### CHALLENGE:
Can you repeat every one of the rows below word for word, with the pictures left out?

### ENTRIES SUPPLIED:
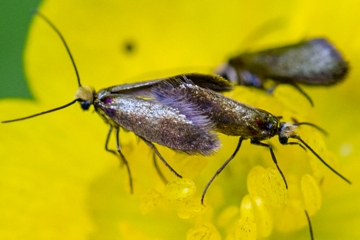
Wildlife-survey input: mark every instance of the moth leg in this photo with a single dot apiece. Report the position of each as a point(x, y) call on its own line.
point(273, 158)
point(309, 223)
point(161, 175)
point(220, 169)
point(124, 160)
point(303, 93)
point(107, 141)
point(152, 146)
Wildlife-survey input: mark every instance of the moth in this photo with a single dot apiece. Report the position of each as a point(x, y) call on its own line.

### FULL ANSWER:
Wildlife-survey input: mark every instance of the moth leg in this photo with a single dot apiece. Report the position of each as a point(x, y) call on its own line.
point(273, 158)
point(309, 223)
point(161, 175)
point(220, 169)
point(124, 160)
point(303, 93)
point(107, 141)
point(152, 146)
Wildlife-survey input: mark every instance of the moth in this photo with a single dot apiece. Report the position of each as a point(x, y) call on its own line.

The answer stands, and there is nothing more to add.